STATED PROBLEM
Copy the entries from the very first line through the line containing "[929,227,1072,386]", replacing "vision module" with "detection module" and leaving everything else unchanged.

--- Start of EXERCISE MATERIAL ---

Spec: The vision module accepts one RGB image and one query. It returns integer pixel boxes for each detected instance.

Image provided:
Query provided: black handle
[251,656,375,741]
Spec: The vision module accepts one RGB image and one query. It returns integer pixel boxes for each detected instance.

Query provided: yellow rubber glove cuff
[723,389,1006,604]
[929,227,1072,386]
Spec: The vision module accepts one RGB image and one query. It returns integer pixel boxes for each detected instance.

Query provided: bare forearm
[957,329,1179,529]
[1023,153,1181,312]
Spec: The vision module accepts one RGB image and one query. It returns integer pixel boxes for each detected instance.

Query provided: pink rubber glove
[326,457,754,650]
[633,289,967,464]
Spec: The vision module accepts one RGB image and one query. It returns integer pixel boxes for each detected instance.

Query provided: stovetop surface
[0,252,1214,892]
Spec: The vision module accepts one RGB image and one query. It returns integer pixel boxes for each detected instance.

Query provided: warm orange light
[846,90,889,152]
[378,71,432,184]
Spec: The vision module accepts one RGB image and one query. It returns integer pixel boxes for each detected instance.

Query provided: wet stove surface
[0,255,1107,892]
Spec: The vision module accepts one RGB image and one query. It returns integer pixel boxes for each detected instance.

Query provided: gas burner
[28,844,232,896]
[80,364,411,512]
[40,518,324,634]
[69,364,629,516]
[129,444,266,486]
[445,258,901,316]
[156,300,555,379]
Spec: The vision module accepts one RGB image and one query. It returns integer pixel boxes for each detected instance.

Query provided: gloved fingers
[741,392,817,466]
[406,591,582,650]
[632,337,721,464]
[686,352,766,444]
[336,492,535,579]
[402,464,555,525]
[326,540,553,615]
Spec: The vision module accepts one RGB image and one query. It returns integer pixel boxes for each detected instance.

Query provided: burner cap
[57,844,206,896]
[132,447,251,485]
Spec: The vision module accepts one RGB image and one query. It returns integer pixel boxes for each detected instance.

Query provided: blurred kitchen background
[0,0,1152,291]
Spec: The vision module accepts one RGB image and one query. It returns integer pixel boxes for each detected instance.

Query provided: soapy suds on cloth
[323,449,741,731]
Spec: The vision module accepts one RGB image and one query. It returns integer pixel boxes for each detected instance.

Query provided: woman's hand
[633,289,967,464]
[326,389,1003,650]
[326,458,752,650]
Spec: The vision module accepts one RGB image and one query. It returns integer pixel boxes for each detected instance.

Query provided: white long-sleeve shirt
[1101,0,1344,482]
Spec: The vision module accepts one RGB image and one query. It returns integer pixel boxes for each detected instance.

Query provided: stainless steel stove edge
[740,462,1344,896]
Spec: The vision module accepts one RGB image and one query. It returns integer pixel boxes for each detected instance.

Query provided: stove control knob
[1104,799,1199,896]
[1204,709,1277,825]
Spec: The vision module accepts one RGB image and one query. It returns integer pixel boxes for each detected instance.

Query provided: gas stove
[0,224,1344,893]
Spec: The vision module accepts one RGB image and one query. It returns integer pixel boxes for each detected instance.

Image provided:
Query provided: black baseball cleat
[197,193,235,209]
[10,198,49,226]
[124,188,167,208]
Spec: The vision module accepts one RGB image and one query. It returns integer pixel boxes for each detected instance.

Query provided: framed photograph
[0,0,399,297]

--- End of EXERCISE MATERIAL ---

OUTPUT FOR THIS EXERCISE
Spec: The detection module accepts one RGB image and one query. It returns integer pixel boxes for each detected instance.

Image provided:
Query provided: black handle
[251,656,375,741]
Spec: The detection module accepts one RGB image and one query. It returns integer pixel boxes for each detected instance.

Query provided: yellow rubber glove cuff
[723,389,1006,604]
[929,227,1072,386]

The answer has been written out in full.